§ Study material
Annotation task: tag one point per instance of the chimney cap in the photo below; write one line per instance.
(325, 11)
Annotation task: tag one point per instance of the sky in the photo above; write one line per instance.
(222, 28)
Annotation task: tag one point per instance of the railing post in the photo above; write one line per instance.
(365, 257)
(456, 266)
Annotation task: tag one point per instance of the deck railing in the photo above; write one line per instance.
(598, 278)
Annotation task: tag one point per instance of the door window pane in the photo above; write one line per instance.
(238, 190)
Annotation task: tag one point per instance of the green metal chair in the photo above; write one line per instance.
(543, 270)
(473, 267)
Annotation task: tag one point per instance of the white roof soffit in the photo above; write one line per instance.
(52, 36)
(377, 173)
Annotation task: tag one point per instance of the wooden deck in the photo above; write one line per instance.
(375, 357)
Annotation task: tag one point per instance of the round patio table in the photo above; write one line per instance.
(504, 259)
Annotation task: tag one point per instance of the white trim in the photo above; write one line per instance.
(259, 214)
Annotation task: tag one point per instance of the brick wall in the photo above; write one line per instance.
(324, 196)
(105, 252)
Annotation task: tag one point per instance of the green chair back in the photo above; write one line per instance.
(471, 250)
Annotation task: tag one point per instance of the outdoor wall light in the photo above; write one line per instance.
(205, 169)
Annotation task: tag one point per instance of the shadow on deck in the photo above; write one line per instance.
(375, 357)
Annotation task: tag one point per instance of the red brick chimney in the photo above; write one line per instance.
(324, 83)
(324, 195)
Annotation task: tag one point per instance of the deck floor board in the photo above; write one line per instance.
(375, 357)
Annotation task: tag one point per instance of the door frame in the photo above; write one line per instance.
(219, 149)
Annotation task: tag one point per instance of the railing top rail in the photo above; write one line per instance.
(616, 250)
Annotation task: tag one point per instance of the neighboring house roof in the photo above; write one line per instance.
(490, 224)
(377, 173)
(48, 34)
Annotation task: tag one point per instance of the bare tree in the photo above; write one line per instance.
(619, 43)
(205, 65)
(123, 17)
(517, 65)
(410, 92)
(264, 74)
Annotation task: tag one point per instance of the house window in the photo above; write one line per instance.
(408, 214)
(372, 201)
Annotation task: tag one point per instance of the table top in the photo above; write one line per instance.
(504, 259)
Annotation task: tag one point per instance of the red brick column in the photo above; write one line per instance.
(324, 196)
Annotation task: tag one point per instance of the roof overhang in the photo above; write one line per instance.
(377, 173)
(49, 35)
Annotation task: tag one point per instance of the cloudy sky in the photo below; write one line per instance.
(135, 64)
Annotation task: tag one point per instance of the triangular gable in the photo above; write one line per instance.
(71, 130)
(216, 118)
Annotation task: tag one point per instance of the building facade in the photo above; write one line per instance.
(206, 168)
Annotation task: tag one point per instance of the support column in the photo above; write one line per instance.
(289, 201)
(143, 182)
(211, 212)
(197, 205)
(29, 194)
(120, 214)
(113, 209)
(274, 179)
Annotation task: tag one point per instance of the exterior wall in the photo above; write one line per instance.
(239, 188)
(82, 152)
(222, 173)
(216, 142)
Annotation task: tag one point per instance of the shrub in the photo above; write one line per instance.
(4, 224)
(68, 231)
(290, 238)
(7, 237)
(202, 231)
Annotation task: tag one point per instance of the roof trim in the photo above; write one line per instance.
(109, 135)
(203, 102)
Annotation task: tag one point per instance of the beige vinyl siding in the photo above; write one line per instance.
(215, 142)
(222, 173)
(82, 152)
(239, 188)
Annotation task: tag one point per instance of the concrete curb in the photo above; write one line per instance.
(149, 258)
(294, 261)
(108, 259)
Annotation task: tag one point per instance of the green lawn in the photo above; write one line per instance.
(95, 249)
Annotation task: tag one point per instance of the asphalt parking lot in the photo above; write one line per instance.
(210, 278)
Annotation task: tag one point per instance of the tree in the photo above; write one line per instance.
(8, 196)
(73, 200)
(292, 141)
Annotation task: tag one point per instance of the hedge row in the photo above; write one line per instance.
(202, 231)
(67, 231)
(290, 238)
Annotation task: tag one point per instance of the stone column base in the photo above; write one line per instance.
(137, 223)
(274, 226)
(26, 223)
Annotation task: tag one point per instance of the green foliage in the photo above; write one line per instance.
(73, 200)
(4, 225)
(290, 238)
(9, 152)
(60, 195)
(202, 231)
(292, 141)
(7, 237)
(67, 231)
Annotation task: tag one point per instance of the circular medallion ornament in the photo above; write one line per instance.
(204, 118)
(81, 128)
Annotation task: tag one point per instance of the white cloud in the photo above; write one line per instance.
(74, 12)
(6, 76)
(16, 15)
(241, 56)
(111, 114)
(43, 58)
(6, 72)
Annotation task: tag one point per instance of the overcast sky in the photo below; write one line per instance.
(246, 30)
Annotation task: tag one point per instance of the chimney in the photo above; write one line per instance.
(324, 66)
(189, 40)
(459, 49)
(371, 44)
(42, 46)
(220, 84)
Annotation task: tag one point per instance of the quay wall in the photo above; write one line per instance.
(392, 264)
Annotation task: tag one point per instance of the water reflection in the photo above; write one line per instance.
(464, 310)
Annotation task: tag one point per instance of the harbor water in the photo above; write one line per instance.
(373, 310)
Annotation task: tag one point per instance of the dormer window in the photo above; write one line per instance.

§ Directions for this task
Type the data again exactly. Leave nothing out.

§ Result for this task
Annotation task: tag one point per instance of the chimney cap in the photo below; write one line per instance.
(325, 11)
Annotation task: tag one point per instance of the sky in the photo above; write one line per instance.
(222, 28)
Annotation task: tag one point per instance of the railing post in the photo above; write one line per instance.
(365, 257)
(456, 266)
Annotation task: tag one point per instance of the deck railing in the photo above; write one line per instance.
(598, 278)
Annotation task: tag one point per instance of the door window pane in the photo above; write one line per instance.
(238, 190)
Annotation task: tag one point per instance of the green metal chair in the photo above; write one line per instance.
(543, 270)
(473, 267)
Annotation task: tag one point per instance of the white roof soffit in the photo above; write one line per instance.
(52, 36)
(377, 173)
Annotation task: tag one point per instance of the wooden deck in the photo above; write one line per instance.
(375, 357)
Annotation task: tag one point per instance of the round patio table in the photo above; write one line per instance.
(504, 259)
Annotation task: tag one point per instance of the white trim in the photo above; write one line per instance.
(259, 214)
Annotation task: tag one point per instance of the brick wall in the photo above; write one line per instance.
(324, 196)
(105, 252)
Annotation task: tag one point per instance of the green chair back in the photo above; write one line per instance.
(471, 250)
Annotation task: tag one point per instance of the outdoor wall light in the photo above; write one line per instance.
(205, 169)
Annotation task: tag one point per instance of the shadow on deck in the photo above; write one line per instance.
(375, 357)
Annotation task: tag one point per instance of the red brick chimney in the photo above; write one line per instance.
(324, 83)
(324, 195)
Annotation task: tag one point per instance of the deck floor board in the photo above; write one line per instance.
(375, 357)
Annotation task: tag one point per instance of the door frame in the photo above; write one line per instance.
(219, 149)
Annotation task: tag one point per instance of the railing top rail in the photo above; write one line per instance.
(616, 250)
Annotation task: tag one point per instance of the neighboring house roof in the photo above; write one line per instance.
(490, 224)
(377, 173)
(48, 34)
Annotation task: tag one point per instance of the bare tree in the photo above; write one line per instance.
(619, 43)
(205, 65)
(123, 17)
(517, 65)
(410, 92)
(264, 74)
Annotation task: tag one point per instance of the house window in the photo above; write one line per instance.
(408, 214)
(372, 201)
Annotation task: tag one point per instance of the table top in the photo above; write one line per instance.
(504, 259)
Annotation task: tag one point per instance of the red brick column in the photo above; write one line per instance.
(324, 196)
Annotation task: tag one point per instance of the roof overhang in the photo above; write one line per instance.
(377, 173)
(49, 35)
Annotation task: tag one point per instance of the cloudy sky in the photo below; write one line per instance.
(135, 64)
Annotation task: tag one point per instance of the triangular gable in the photo above; write one line per instance.
(71, 130)
(216, 118)
Annotation task: tag one point per instance of the building facade in the photo above; write one line per instance.
(206, 168)
Annotation task: tag one point per instance of the support column in the photo above; write one line per instance.
(289, 201)
(143, 182)
(211, 212)
(197, 205)
(29, 194)
(120, 214)
(113, 209)
(274, 179)
Annotation task: tag one point per instance of the exterior wall in the photo above; write one line per instance.
(239, 188)
(82, 152)
(222, 173)
(216, 142)
Annotation task: tag one point per instance of the shrub in the photo above; write one line per instance.
(4, 224)
(68, 231)
(290, 238)
(7, 237)
(202, 231)
Annotation task: tag one point per instance of the roof trim in the photo above; write one line per instance.
(109, 135)
(203, 102)
Annotation task: tag one point per instance of the beige vinyl siding in the photo above; write one line per instance.
(215, 142)
(222, 173)
(82, 152)
(239, 188)
Annotation task: tag one point per instance of the concrete curb in the photo above; write one line per instance.
(149, 258)
(294, 261)
(108, 259)
Annotation task: tag one point per instance of the green lawn in the photo above; write one line per instance.
(95, 249)
Annotation task: tag one point per instance of the asphalt parking lot in the photo above; write one line per instance.
(210, 278)
Annotation task: tag one point per instance of the tree in the photo above; write one line per instance.
(8, 196)
(73, 200)
(292, 141)
Annotation task: tag one point per instance of the hedge row in the photo above; write one line per instance.
(202, 231)
(67, 231)
(290, 238)
Annotation task: tag one point per instance of the stone column base in the photo above; write one line per instance.
(137, 223)
(274, 226)
(26, 223)
Annotation task: tag one point per instance of the green foliage in the photo above; write one line per instance.
(73, 200)
(4, 225)
(290, 238)
(9, 152)
(60, 195)
(202, 231)
(292, 141)
(7, 237)
(67, 231)
Annotation task: tag one point per instance of the circular medallion ornament in the photo above; write one line per instance.
(204, 118)
(81, 128)
Annotation task: tag one point per instance of the white cloud in the photo above; write one line per instance.
(74, 12)
(6, 76)
(16, 15)
(241, 56)
(111, 114)
(43, 58)
(6, 72)
Annotation task: tag one point per instance of the overcast sky in the photo below; write one line per instance.
(246, 30)
Annotation task: tag one point per instance of the chimney in the photo above; write one line per instance.
(324, 66)
(189, 40)
(459, 49)
(371, 44)
(42, 46)
(220, 84)
Annotation task: tag one point per instance of the quay wall in the photo above; write one line per instance.
(392, 264)
Annotation task: tag one point per instance of the water reflection in the photo above; write one line per instance.
(464, 310)
Annotation task: tag one point per instance of the harbor water in the photo above; write one line per instance.
(373, 310)
Annotation task: tag one point per instance of the dormer window in the photo above; write one line per instance.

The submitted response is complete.